Parlez-nous d‘une autre initiative pour laquelle vous êtes engagé depuis plusieurs années...
En plus de la préparation au mariage, il y a l‘Ecole de vie conjugale, qui s‘adresse non pas à des jeunes qui ont d‘abord un projet de vie de mariage, mais à des concubins habituellement assez éloignés de l‘Eglise mais qui se posent la question du mariage et ne savent pas y répondre. Ils ont besoin non pas d‘une préparation au mariage mais de discernement : va-t-on se marier?
Quels sont les profils de couples reçus, dans les deux formations?
Les catholiques qui connaissent très bien la foi, sont extrêmement minoritaires parce que la génération qui se marie en France n‘a même pas été catéchisée à 10%, même s‘ils ont été baptisés. Mais qu‘ils soient catholiques formés ou non, ils sont marqués par les mêmes espérances et les mêmes souffrances que tout le reste de leur génération. Dans l‘ordre de l‘espérance, tous les jeunes que nous accueillons aujourd‘hui ont quoi qu‘on en dise le désir d‘avoir une vie conjugale stable et qui fonctionne. On a l‘impression que les jeunes sont contre le discours ecclésial sur la vie conjugale, la contraception etc. Ils ne sont pas contre mais tout simplement ignorants. Ils aspirent à comprendre le discours de l‘Eglise. Je vois donc une formidable opportunité d‘évangélisation, par la porte d‘entrée de la vie conjugale, puisqu‘en fait aucune autre institution ne donne cette formation à la vie familiale. Sur les souffrances, les jeunes sont marqués par les mêmes difficultés affectives que leurs contemporains. Ils arrivent à la préparation avec tout ce passif affectif marqué par une forme de lourdeur et de blessures. C‘est une donnée nouvelle, qui nécessite une formation des accompagnateurs, encore une fois pour ne pas avoir un discours idéalisé mais qui parte de la réalité de la vie des personnes.

■ EXERCICE A
Transformez en tableau Markdown les lignes de données ci-dessous, sur le tronçon allant de la ligne qui contient "Task: for the roadway count, mark the radar" jusqu'à la fin de ces lignes, les deux bornes incluses. Utilisez les colonnes Numéro et Contenu, et omettez les lignes vides.

■ DONNÉES D'ENTRÉE
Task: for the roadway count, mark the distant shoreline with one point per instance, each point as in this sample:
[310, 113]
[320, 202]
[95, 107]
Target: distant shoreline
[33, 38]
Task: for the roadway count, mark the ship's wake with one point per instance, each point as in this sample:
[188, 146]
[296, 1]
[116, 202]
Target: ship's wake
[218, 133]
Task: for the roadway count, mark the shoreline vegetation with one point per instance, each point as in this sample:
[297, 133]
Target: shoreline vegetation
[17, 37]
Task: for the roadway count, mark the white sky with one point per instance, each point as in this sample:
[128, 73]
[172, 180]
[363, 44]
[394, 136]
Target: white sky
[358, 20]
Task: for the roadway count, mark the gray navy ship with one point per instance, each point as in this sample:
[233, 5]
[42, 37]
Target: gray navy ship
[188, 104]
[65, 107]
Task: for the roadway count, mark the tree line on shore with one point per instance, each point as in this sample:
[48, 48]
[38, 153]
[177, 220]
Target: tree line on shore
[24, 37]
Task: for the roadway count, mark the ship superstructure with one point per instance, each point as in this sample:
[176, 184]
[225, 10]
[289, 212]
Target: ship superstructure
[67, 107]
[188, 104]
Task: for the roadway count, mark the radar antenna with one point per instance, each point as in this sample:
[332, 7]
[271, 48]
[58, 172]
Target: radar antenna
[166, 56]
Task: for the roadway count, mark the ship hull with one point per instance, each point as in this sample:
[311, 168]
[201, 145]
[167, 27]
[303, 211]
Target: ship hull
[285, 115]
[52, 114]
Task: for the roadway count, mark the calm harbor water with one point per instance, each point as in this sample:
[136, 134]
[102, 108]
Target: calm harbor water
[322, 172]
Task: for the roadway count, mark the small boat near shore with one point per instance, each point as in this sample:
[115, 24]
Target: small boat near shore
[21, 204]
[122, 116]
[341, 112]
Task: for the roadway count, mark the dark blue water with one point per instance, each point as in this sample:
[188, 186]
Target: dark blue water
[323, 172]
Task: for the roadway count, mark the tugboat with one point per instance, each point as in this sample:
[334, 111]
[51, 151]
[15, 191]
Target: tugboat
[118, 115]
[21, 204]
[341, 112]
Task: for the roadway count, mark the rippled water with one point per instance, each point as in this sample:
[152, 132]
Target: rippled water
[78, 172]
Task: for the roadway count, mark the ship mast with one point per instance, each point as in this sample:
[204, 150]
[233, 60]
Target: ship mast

■ EXERCICE B
Poursuivez l'entretien sur la préparation au mariage à partir de sa dernière phrase.

■ RÉSULTAT FINAL A
| Numéro | Contenu |
|---|---|
| 1 | Task: for the roadway count, mark the radar antenna with one point per instance, each point as in this sample: |
| 2 | [332, 7] |
| 3 | [271, 48] |
| 4 | [58, 172] |
| 5 | Target: radar antenna |
| 6 | [166, 56] |
| 7 | Task: for the roadway count, mark the ship hull with one point per instance, each point as in this sample: |
| 8 | [311, 168] |
| 9 | [201, 145] |
| 10 | [167, 27] |
| 11 | [303, 211] |
| 12 | Target: ship hull |
| 13 | [285, 115] |
| 14 | [52, 114] |
| 15 | Task: for the roadway count, mark the calm harbor water with one point per instance, each point as in this sample: |
| 16 | [136, 134] |
| 17 | [102, 108] |
| 18 | Target: calm harbor water |
| 19 | [322, 172] |
| 20 | Task: for the roadway count, mark the small boat near shore with one point per instance, each point as in this sample: |
| 21 | [115, 24] |
| 22 | Target: small boat near shore |
| 23 | [21, 204] |
| 24 | [122, 116] |
| 25 | [341, 112] |
| 26 | Task: for the roadway count, mark the dark blue water with one point per instance, each point as in this sample: |
| 27 | [188, 186] |
| 28 | Target: dark blue water |
| 29 | [323, 172] |
| 30 | Task: for the roadway count, mark the tugboat with one point per instance, each point as in this sample: |
| 31 | [334, 111] |
| 32 | [51, 151] |
| 33 | [15, 191] |
| 34 | Target: tugboat |
| 35 | [118, 115] |
| 36 | [21, 204] |
| 37 | [341, 112] |
| 38 | Task: for the roadway count, mark the rippled water with one point per instance, each point as in this sample: |
| 39 | [152, 132] |
| 40 | Target: rippled water |
| 41 | [78, 172] |
| 42 | Task: for the roadway count, mark the ship mast with one point per instance, each point as in this sample: |
| 43 | [204, 150] |
| 44 | [233, 60] |
| 45 | Target: ship mast |

■ RÉSULTAT FINAL B
Comment améliorer la pastorale familiale?
Le Synode sur la famille a lui-même fait le constat que la formation est encore aujourd’hui marquée par une forme d‘idéalisation. La pastorale familiale n‘était pas nécessairement une grande urgence dans la nouvelle évangélisation, ce que le pape lui-même a demandé. Nous avons une forme de conversion ecclésiale à vivre car nous avons fait de la vie conjugale une forme de pastorale annexe à toutes les autres alors que la vie conjugale, pour la plupart de nos chrétiens, est au cœur de leur vie de foi. Si l‘on reprend la question des méthodes naturelles, il y a honnêtement encore certains lieux de formation où il y a très peu de contenu sur cette question, alors qu‘un discours dans le domaine affectif et sexuel ne s‘improvise pas. Depuis dix ans que je suis investi sur la préparation au mariage, il y a quand même une forme d‘évolution : les espérances demeurent, mais il y a des difficultés nouvelles ou croissantes sur le flou qui concerne la différence homme-femme, sans doute à cause des débats sociétaux. Les débats sont plus crispés. En outre, il y a la question du mariage tardif : de plus en plus, même s‘ils ont au fond de leur cœur cette espérance du mariage qui dure, les fiancés et concubins craignent de plus en plus de se marier car ils ont davantage d‘exemples d‘échecs conjugaux devant leurs yeux.
Comment la pastorale familiale peut-elle participer à l‘évangélisation?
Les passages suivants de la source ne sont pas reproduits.